TANTANGAN A
Tuliskan ulang tanpa perubahan potongan berita sidang korupsi DID Tabanan, mulai dari "Saksi pertama adalah" hingga "Banggar DPRD Tabanan).".
TANTANGAN B
Dalam berita sidang korupsi DID Tabanan, apa jabatan saksi Ida Bagus Wiratmaja?

BAGIAN TEKS
=-=-=

33.7 C
Jakarta
30 Oktober 2024, 19:56 PM WIB

Dari Sidang Lanjutan Korupsi DID Tabanan

Terdakwa Dewa Wiratmaja Ngaku Butuh “Peluru” untuk Melobi

DENPASAR– Jaksa KPK terus menggali peran terdakwa I Dewa Nyoman Wiratmaja sebagai staf khusus (stafsus) mantan Bupati Tabanan Ni Putu Eka Wiryastuti. Ada tiga orang saksi yang dihadirkan KPK dalam sidang di Pengadilan Tipikor Denpasar, Kamis (30/6).

 

Saksi pertama adalah Ida Bagus Wiratmaja, 48, (Kepala Bappeda Litbang Tabanan); Made Dedy Darma Saputra, 40, (Sekretaris Bappeda Litbang); dan I Putu Eka Nurcahyadi (Ketua Komisi I DPRD Tabanan dan anggota Banggar DPRD Tabanan).

 

Ketiga saksi kompak menyebut kenal terdakwa Dewa Suratmaja setelah dikenalkan Bupati Eka dalam beberapa pertemuan. Sebelum menjabat stafsus keuangan dan ekonomi bupati, terdakwa menjabat dewan pengawas RSUD Tabanan.

 

Pengakuan menarik disampaikan saksi Eka Nurcahyadi. Dijelaskan, pada 16 Agustus 2017 dirinya menelepon terdakwa untuk menanyakan tentang defisit anggaran yang dialami Pemkab Tabanan. Sebagai anggota Banggar dirinya perlu tahu kondisi keuangan daerah.

=-=-=

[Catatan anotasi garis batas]
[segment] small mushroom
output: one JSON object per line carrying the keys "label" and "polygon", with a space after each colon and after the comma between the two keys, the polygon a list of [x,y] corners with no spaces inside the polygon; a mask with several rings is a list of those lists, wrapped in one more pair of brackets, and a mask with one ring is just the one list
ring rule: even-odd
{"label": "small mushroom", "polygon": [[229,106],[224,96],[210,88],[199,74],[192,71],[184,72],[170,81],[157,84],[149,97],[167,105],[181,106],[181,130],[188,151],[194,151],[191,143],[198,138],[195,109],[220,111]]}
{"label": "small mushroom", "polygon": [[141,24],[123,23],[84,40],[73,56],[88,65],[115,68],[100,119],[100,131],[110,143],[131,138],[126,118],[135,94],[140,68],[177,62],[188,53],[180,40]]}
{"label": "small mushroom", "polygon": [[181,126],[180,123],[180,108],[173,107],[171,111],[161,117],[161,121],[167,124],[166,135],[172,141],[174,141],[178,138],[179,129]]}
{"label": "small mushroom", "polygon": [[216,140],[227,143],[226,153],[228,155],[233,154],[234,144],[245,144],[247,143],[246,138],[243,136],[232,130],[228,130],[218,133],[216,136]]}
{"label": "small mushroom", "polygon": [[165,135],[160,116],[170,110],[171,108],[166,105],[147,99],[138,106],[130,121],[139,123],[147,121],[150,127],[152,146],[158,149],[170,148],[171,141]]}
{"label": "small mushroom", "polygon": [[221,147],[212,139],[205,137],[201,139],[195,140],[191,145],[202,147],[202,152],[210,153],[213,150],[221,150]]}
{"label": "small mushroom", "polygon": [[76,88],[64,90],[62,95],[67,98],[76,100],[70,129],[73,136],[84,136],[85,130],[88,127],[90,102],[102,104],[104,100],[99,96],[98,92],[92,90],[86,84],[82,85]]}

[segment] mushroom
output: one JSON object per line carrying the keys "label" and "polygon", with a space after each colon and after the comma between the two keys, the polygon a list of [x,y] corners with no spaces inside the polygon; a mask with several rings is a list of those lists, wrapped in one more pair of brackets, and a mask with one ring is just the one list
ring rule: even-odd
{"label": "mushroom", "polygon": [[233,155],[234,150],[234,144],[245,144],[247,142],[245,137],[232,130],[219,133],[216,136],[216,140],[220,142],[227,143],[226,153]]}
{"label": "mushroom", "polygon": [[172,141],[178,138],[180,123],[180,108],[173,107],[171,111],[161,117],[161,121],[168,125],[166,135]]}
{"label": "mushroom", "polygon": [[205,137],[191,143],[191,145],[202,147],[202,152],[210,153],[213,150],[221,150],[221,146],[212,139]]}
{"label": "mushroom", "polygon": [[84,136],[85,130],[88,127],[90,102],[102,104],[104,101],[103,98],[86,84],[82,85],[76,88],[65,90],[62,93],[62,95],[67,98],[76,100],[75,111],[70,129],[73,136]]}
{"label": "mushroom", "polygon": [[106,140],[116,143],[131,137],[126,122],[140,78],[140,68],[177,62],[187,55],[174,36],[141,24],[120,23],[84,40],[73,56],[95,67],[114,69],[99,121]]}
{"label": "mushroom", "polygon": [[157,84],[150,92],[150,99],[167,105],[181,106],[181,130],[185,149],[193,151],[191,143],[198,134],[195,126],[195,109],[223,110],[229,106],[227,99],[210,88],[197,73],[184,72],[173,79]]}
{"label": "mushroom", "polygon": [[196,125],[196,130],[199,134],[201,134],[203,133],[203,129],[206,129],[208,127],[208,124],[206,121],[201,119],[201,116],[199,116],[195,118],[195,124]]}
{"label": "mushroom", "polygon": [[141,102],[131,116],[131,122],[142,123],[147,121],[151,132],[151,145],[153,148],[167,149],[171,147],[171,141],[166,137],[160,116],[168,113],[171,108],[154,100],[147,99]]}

=-=-=

JAWABAN LENGKAP A
Saksi pertama adalah Ida Bagus Wiratmaja, 48, (Kepala Bappeda Litbang Tabanan); Made Dedy Darma Saputra, 40, (Sekretaris Bappeda Litbang); dan I Putu Eka Nurcahyadi (Ketua Komisi I DPRD Tabanan dan anggota Banggar DPRD Tabanan).

JAWABAN LENGKAP B
Kepala Bappeda Litbang Tabanan.